» **OBJECTIVE**:
Lay out the entries from the line containing "Report one point per instance of the white" through the line containing "[(671, 305)]", both included, as a Markdown table with the columns Row and Line, one line per row. Leave out blank lines.

-------- RECORDS TO PROCESS --------

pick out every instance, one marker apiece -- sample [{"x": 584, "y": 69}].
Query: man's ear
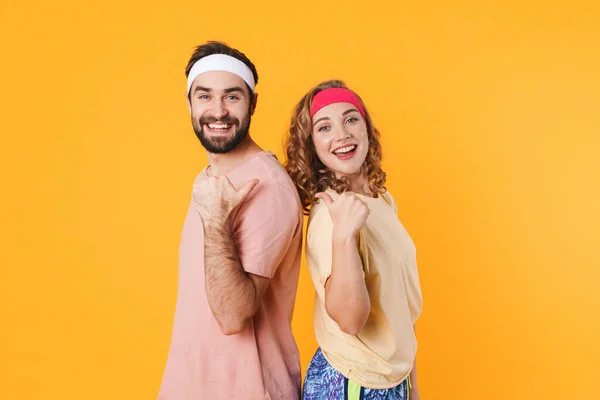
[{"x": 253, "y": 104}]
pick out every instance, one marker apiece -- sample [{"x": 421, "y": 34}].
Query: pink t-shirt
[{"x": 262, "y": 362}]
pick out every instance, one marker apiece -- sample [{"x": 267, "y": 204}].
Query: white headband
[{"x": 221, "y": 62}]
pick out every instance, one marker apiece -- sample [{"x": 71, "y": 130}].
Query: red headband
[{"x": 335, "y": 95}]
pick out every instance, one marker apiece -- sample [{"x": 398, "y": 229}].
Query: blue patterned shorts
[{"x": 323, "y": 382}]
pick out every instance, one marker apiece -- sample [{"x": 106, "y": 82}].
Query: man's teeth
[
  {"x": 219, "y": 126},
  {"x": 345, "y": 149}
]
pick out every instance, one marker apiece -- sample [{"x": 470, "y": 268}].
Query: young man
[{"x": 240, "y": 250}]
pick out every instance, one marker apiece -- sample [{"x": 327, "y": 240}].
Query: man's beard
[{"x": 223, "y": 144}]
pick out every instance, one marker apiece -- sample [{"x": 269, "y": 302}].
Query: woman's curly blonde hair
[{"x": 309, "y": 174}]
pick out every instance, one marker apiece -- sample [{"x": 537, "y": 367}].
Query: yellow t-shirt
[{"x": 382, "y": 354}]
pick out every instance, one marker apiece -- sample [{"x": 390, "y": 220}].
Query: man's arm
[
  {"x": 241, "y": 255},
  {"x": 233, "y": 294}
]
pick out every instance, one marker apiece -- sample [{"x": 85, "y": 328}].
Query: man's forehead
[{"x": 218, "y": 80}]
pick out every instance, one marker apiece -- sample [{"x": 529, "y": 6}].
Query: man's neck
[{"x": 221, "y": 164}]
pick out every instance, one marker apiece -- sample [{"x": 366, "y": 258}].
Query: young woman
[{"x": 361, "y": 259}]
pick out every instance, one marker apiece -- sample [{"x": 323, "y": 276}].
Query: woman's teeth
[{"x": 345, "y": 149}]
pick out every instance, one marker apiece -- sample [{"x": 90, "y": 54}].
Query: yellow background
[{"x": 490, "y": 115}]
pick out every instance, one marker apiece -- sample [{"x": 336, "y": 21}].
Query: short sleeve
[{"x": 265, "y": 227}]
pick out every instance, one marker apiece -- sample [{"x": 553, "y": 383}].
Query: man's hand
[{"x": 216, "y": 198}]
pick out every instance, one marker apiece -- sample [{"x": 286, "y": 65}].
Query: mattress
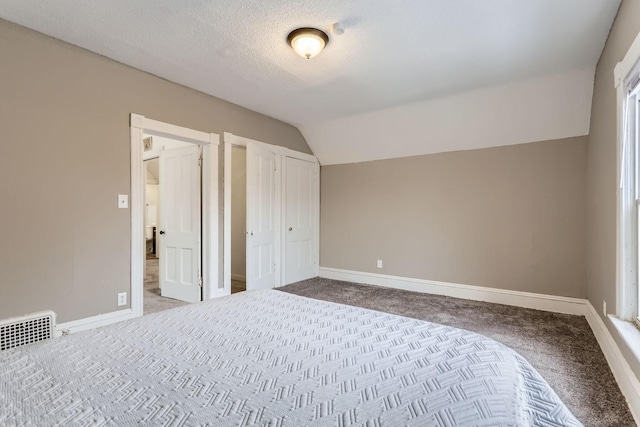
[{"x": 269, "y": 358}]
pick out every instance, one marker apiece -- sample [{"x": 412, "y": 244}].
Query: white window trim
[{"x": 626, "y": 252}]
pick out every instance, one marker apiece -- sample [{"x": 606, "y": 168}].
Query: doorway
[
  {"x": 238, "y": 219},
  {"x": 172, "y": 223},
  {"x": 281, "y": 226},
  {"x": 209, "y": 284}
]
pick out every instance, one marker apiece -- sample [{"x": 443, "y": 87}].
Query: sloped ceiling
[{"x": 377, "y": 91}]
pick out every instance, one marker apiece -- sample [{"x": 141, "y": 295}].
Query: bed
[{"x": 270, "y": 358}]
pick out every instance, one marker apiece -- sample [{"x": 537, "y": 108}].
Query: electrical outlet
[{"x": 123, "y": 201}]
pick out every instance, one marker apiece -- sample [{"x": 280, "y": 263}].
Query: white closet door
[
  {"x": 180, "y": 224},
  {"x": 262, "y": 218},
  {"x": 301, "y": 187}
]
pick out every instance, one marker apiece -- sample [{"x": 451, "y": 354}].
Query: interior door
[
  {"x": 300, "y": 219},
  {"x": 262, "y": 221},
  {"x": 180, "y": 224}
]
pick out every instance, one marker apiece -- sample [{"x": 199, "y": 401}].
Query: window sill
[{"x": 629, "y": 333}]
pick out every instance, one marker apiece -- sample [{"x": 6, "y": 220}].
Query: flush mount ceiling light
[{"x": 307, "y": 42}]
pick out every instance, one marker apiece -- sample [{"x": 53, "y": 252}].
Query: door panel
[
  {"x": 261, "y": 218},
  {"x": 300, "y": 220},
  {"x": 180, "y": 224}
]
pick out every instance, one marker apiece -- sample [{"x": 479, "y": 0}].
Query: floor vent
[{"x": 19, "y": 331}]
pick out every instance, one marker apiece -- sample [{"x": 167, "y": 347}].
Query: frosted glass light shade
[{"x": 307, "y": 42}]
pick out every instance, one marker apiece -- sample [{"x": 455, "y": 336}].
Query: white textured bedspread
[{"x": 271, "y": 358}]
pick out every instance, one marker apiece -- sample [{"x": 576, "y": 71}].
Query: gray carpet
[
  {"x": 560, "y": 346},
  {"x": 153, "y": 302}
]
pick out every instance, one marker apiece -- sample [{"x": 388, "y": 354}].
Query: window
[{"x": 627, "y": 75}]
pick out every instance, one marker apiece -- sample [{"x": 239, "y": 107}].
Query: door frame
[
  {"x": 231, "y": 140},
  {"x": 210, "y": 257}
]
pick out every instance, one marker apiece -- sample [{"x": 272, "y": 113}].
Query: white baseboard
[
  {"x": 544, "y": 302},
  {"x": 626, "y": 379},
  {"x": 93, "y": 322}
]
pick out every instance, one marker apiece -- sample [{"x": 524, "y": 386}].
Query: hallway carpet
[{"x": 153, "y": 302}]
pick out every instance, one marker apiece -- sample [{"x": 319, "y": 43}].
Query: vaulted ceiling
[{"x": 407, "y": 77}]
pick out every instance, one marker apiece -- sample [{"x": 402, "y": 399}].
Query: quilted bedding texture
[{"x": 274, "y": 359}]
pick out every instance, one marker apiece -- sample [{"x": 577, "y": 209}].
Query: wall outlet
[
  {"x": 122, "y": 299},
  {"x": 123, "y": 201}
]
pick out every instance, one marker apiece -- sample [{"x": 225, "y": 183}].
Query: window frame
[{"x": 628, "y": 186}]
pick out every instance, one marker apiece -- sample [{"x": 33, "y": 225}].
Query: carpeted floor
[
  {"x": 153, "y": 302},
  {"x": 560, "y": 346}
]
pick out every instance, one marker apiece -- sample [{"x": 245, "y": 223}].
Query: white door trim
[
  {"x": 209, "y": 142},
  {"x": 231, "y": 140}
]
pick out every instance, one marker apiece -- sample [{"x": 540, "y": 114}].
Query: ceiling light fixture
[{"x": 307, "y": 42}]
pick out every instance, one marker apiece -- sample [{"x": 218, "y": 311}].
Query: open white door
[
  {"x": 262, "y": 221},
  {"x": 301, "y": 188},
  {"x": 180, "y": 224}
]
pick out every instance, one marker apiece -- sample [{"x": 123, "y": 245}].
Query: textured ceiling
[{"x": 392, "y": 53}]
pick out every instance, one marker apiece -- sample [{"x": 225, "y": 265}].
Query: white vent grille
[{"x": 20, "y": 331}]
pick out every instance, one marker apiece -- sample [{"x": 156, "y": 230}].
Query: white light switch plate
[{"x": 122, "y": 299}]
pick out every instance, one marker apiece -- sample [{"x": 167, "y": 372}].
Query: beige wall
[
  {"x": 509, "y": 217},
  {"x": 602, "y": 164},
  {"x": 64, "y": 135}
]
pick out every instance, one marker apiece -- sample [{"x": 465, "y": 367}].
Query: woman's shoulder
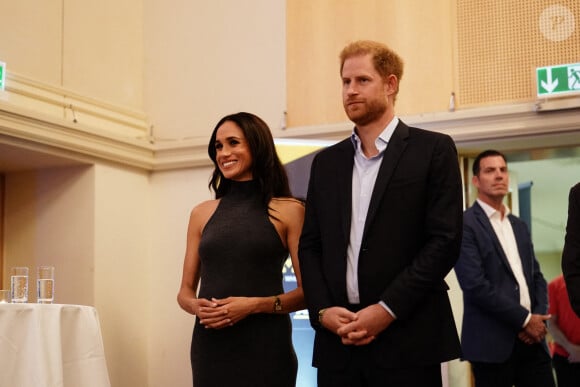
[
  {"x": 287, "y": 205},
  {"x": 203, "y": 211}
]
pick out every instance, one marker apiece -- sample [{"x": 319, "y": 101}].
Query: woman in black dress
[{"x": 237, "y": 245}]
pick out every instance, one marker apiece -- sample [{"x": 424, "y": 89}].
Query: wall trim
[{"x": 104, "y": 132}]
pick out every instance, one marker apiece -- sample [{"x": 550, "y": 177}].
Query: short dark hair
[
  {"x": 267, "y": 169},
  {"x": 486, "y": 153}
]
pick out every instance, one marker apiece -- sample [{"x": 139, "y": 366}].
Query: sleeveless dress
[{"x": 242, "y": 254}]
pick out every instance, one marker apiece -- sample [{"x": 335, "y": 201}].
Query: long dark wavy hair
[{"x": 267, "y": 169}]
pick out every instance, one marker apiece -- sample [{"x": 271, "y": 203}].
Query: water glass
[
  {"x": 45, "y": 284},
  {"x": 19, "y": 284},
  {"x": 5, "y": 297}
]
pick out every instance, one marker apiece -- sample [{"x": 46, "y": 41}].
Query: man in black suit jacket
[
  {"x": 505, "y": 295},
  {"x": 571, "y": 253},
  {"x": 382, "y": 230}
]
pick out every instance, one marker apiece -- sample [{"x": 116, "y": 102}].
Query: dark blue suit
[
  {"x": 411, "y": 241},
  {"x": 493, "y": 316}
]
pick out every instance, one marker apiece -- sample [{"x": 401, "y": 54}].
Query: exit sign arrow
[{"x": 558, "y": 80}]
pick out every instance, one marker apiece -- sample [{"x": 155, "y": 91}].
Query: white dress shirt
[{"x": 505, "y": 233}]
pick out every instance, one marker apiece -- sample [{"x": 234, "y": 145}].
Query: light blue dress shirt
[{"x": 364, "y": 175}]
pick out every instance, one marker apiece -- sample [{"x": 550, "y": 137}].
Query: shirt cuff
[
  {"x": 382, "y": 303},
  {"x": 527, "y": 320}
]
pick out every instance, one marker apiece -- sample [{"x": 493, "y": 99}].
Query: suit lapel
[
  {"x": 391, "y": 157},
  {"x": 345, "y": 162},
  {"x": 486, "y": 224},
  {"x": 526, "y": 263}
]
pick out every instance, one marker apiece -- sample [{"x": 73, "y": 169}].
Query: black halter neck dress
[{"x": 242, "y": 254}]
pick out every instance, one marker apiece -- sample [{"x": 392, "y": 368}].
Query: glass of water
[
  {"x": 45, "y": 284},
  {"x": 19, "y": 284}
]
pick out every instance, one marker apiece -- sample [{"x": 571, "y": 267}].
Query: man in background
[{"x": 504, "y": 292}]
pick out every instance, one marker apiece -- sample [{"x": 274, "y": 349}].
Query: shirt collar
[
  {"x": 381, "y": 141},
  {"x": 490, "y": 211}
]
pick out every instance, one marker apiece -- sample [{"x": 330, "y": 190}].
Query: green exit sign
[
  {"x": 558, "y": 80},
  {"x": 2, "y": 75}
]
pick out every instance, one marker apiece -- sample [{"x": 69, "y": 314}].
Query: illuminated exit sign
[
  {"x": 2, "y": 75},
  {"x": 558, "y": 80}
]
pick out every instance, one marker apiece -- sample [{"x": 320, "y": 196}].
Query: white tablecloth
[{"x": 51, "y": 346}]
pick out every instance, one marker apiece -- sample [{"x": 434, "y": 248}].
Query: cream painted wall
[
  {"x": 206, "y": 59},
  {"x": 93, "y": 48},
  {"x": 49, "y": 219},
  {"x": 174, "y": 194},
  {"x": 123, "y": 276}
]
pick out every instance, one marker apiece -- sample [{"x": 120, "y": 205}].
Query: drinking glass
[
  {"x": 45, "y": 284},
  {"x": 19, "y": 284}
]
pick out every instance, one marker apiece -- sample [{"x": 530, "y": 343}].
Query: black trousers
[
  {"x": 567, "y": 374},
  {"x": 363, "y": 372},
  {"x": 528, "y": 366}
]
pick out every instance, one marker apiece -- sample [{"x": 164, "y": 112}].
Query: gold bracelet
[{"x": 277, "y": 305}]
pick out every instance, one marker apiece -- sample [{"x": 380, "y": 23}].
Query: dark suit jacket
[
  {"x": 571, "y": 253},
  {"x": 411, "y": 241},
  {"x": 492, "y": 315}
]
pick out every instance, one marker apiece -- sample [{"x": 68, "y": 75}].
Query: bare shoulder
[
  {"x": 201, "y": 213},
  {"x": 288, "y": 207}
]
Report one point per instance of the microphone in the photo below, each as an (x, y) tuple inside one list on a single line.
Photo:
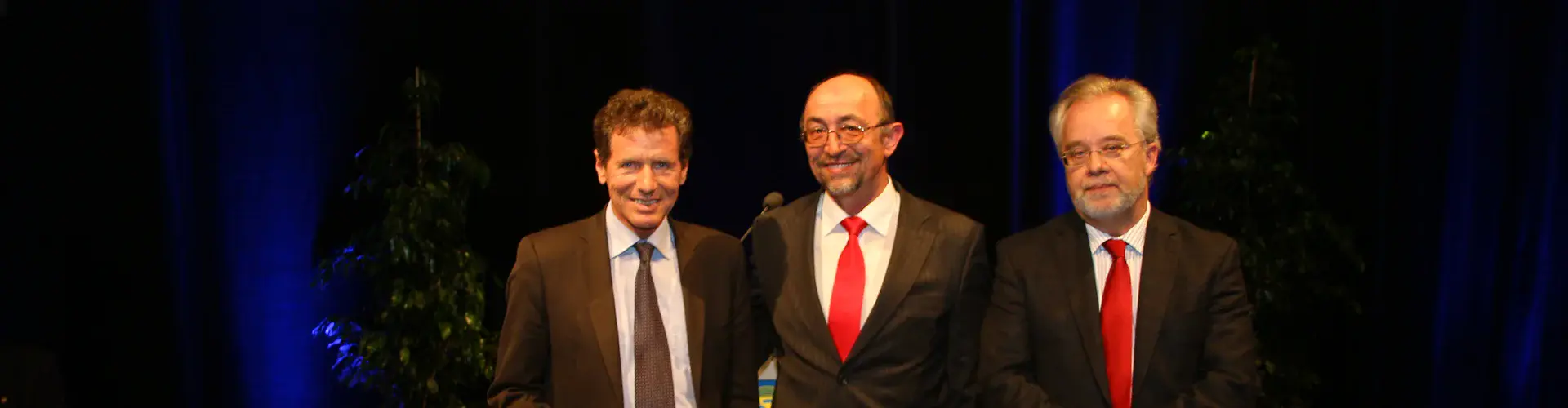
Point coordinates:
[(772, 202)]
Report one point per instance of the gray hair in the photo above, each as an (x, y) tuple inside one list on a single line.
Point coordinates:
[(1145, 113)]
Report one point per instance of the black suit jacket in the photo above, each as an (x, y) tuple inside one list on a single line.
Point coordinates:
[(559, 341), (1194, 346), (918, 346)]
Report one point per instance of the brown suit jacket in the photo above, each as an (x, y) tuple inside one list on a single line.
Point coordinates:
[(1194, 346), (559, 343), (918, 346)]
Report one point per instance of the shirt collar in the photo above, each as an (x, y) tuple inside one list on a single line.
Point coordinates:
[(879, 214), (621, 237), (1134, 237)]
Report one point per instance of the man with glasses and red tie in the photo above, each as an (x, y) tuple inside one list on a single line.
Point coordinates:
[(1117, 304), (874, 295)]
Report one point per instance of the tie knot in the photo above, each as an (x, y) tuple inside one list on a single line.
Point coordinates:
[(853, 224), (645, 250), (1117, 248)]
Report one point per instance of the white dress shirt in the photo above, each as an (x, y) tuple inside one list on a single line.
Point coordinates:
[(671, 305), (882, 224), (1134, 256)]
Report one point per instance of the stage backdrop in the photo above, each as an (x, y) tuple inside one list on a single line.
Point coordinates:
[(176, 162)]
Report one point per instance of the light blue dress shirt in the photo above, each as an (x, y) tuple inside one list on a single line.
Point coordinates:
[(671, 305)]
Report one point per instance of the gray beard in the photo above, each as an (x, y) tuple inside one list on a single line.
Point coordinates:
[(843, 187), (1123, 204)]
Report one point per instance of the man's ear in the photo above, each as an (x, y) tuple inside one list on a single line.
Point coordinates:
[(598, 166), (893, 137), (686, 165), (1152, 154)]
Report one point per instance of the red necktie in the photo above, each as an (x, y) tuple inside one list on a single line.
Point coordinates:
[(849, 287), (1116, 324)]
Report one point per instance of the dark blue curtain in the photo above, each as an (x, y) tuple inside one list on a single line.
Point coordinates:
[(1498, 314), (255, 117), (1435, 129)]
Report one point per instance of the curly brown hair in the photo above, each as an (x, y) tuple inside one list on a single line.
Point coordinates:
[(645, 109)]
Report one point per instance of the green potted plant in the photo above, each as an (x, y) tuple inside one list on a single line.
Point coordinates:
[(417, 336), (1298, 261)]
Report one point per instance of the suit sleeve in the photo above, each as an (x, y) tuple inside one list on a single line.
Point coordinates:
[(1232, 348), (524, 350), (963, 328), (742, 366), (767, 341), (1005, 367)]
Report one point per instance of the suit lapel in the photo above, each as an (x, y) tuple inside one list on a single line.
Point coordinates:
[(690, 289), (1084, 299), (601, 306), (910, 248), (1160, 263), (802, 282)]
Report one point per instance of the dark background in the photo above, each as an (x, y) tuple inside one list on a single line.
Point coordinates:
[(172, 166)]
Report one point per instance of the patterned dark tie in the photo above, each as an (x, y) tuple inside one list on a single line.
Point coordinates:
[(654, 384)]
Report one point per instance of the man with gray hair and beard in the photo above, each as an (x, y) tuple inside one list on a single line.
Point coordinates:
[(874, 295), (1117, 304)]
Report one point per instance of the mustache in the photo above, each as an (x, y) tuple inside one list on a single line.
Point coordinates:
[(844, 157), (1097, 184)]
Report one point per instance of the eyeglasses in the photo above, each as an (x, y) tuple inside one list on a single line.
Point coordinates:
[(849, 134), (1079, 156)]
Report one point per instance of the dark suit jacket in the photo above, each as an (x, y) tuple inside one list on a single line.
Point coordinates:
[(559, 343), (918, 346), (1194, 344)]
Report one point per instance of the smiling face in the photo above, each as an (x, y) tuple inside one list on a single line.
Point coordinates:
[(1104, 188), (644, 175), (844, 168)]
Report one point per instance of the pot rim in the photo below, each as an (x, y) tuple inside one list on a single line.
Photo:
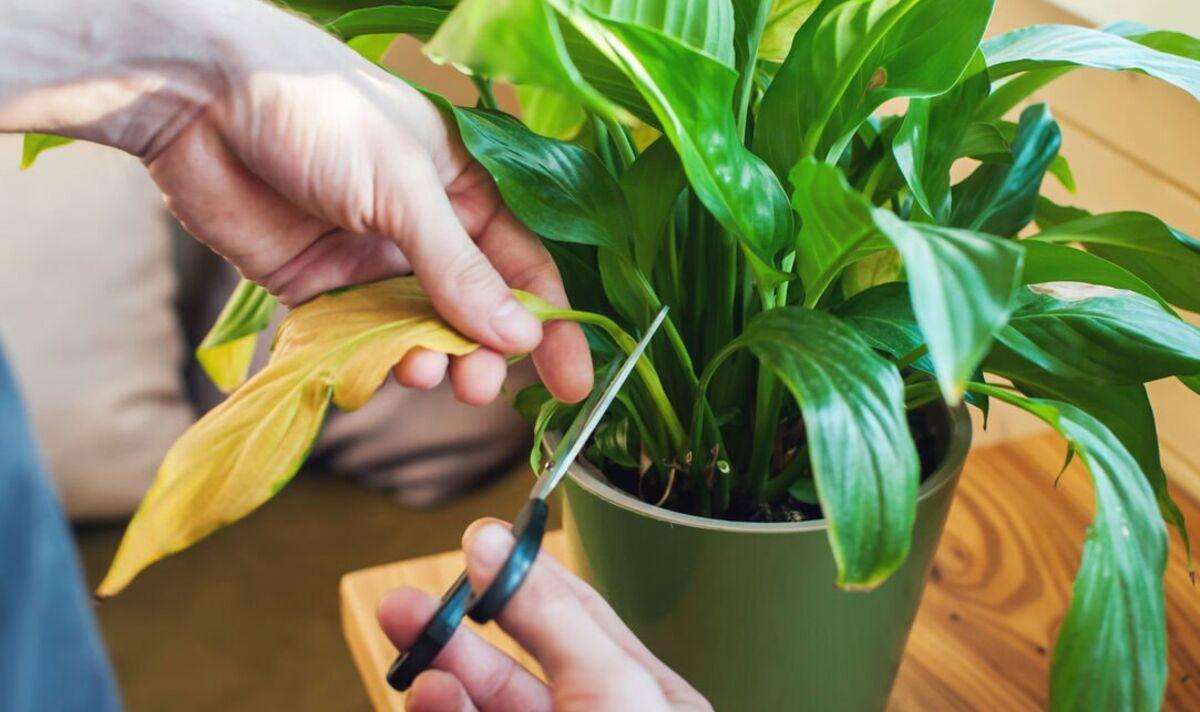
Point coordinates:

--------

» **TASK SOLUTION**:
| Row | Line |
|---|---|
| 1 | Report one point per instance of the white dress shirt in the photo above, each as an (x, y) tuple inside one list on a single line. |
| 2 | Point coordinates: |
| 3 | [(671, 305), (882, 224), (1134, 256)] |
| 4 | Report one point per instance of the stage backdrop in the photo above, each as an (x, y) tuple inside one list on a single line. |
| 5 | Point coordinates: |
| 6 | [(176, 162)] |
| 7 | Report one point per instance of the light blue dress shirt in the photo above, each as an (x, y) tuple inside one list on a single line. |
| 8 | Point coordinates: |
| 9 | [(671, 305)] |